◆ Auszug:
================
Nickel und Kobalt am Meeresgrund — Trüffel der Südsee
Nur ein paar 100 Meter weiter liegt ein anderes Schiff im Hafen – für Teina Symbol dieser gefährlichen Entwicklung. Knollen hat der Südafrikaner Hans Smit von der Firma Moana Minerals rund um die Cook Inseln vom Meeresgrund geholt. Sie stecken voller Kobalt und Nickel. Metalle, die auch Deutschland für seine Energiewende braucht. Die schwarzen Trüffel der Südsee – potenziell ein Milliarden-Geschäft. "Vermutlich liegen hier in der Region um die 20 bis 30 Prozent der Kobalt-Vorkommen der Welt. Und die sind immens wichtig. Es ist das größte unangetastete Vorkommen und es könnte unsere Zukunfts-Probleme lösen", so Smit.
================
◆ Auszüge aus Zeigedaten:
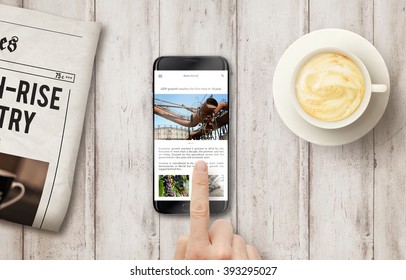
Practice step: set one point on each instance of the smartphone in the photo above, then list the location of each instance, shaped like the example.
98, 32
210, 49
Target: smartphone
191, 123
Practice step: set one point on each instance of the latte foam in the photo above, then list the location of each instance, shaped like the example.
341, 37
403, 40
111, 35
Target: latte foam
330, 87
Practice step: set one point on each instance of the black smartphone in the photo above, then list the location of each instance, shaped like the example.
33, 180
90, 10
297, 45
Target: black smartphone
191, 123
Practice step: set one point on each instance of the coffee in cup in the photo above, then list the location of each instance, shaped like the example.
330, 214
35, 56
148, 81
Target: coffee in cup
6, 185
331, 88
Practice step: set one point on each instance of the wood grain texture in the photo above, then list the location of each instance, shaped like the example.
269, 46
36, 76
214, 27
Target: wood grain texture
127, 226
210, 30
390, 135
272, 161
76, 237
341, 178
11, 235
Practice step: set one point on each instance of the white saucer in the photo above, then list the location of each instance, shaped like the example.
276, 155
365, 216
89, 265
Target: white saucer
328, 38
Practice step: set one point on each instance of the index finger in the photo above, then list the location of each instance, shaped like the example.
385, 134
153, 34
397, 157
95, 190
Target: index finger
199, 206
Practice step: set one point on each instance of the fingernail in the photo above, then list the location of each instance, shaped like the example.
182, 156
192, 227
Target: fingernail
201, 166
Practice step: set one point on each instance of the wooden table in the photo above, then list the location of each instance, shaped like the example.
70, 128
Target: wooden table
290, 198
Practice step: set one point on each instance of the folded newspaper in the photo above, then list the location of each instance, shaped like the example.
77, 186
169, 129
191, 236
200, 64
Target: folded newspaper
45, 73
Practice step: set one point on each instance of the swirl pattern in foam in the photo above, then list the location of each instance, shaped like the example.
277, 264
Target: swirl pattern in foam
330, 87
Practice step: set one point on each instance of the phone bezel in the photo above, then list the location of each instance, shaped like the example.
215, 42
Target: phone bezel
174, 63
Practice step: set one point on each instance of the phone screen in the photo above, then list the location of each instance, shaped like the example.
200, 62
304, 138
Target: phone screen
191, 123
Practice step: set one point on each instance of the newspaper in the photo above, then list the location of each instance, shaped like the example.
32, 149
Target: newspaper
45, 73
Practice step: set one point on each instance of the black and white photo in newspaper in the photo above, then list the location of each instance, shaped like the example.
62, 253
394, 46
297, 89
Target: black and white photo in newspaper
45, 72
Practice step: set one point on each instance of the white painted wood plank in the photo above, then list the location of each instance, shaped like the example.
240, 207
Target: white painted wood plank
127, 226
272, 162
11, 234
200, 28
341, 178
390, 135
75, 239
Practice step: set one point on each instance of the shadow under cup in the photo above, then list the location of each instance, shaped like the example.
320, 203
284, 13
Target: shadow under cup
6, 185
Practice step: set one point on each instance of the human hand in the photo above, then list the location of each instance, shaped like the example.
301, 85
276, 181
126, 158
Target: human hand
218, 242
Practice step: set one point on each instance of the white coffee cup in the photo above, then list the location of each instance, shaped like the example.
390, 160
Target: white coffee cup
369, 88
6, 185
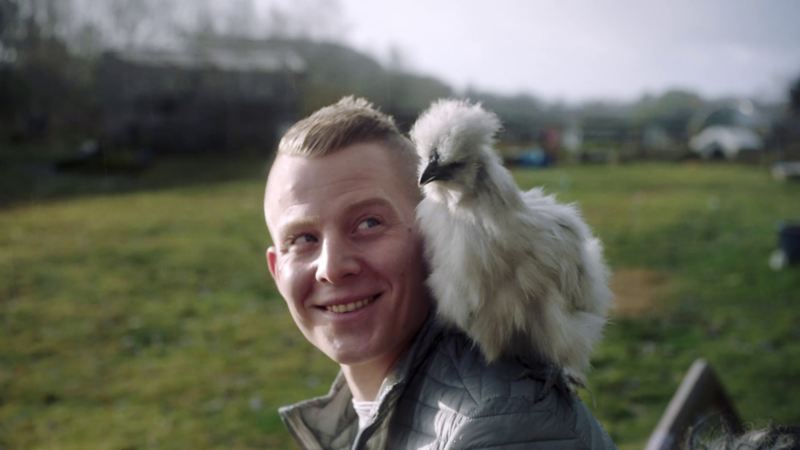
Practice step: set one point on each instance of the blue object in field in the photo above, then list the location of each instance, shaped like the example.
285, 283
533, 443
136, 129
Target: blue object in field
533, 158
789, 242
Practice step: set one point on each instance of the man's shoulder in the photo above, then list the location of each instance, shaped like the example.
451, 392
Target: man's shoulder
456, 394
457, 368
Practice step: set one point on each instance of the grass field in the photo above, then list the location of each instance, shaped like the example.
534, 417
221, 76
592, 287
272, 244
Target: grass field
136, 312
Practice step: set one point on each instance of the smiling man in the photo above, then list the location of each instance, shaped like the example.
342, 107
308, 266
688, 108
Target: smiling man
347, 258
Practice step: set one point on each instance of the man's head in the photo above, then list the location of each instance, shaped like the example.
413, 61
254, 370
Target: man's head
347, 258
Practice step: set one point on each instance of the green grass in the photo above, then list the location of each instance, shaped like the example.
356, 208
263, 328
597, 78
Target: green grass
137, 312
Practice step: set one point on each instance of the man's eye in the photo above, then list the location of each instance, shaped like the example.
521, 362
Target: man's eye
301, 239
368, 223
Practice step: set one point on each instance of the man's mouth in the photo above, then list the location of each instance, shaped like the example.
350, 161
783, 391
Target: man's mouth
350, 307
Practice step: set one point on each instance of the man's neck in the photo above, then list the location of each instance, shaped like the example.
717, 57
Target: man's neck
365, 379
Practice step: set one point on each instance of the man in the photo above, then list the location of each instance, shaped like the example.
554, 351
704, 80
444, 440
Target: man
347, 258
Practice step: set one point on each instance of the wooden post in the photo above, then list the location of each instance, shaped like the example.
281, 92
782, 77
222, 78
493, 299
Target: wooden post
699, 395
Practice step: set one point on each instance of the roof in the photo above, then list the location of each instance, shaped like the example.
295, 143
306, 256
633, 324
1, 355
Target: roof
227, 55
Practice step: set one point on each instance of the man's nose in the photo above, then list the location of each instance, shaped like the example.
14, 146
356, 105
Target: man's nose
337, 261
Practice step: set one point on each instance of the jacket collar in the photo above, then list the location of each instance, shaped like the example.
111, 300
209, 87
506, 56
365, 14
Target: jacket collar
330, 422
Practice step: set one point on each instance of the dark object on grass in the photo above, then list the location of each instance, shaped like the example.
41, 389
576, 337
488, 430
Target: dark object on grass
93, 159
788, 251
700, 394
710, 435
786, 171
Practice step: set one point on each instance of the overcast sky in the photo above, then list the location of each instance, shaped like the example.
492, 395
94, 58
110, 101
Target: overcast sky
587, 49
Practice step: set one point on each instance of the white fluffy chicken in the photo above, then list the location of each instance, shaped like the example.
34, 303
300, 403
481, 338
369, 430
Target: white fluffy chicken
521, 274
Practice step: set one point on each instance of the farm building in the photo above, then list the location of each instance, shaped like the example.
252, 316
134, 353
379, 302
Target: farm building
222, 96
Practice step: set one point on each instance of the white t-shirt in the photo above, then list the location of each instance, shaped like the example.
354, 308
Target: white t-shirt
365, 411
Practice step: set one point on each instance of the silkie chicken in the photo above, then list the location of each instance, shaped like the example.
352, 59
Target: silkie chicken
519, 273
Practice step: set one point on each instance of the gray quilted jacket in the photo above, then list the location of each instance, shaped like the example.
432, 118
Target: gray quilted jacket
442, 395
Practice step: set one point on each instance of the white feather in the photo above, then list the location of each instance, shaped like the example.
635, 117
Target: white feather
521, 274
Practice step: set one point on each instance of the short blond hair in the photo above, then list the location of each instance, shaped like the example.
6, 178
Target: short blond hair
348, 122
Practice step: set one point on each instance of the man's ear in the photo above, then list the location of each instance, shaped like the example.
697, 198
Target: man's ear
271, 258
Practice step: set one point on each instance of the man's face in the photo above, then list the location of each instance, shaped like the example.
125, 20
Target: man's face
347, 257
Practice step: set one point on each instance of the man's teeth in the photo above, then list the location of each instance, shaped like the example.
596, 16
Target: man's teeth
348, 307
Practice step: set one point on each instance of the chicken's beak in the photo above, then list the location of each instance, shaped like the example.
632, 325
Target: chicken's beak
432, 172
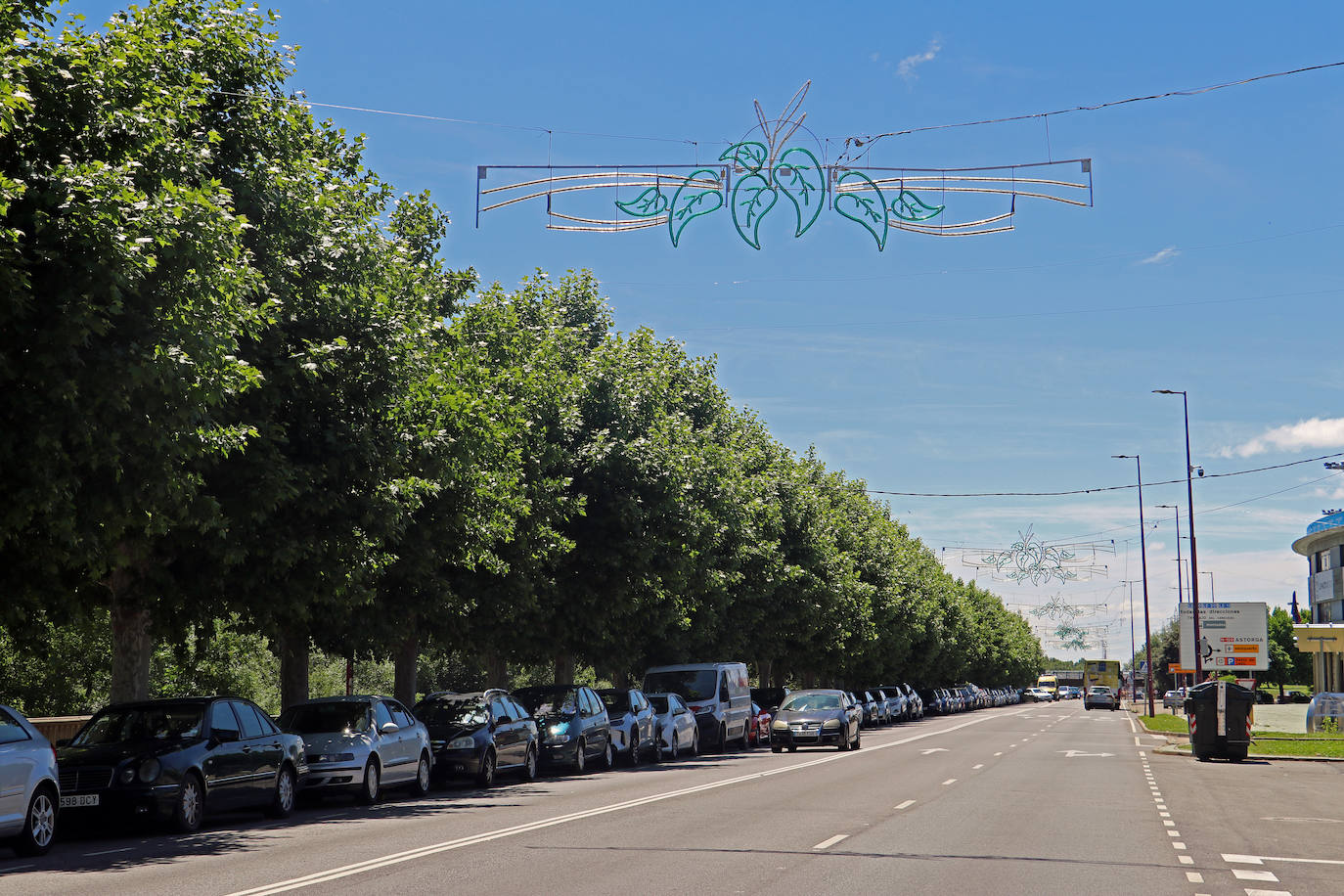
================
◆ Aufgaben:
1. Prüfe, ob die Aussagen (a), (b) und (c) zum Auszug über Nickel und Kobalt am Meeresgrund passen. Antworte jeweils mit Ja oder Nein und zitiere die entscheidenden Worte des Auszugs wörtlich.
(a) Hans Smit ist Südafrikaner.
(b) Die Knollen stecken vor allem voller Kupfer.
(c) Nach Smit liegen in der Region um die 20 bis 30 Prozent der Kobalt-Vorkommen der Welt.
2. Gib jede Zeile der Datensätze zurück, in der das Wort "gray" vorkommt.
Der Auszug und die Datensätze stammen aus verschiedenen Quellen.

◆ Lösungen:
1.
(a) Ja: „der Südafrikaner Hans Smit“
(b) Nein: „Sie stecken voller Kobalt und Nickel.“
(c) Ja: „Vermutlich liegen hier in der Region um die 20 bis 30 Prozent der Kobalt-Vorkommen der Welt.“

2.
Practice step: set one point on each instance of the gray quilted jacket in the photo above, then list the location of each instance, shaped like the example.
Target: gray quilted jacket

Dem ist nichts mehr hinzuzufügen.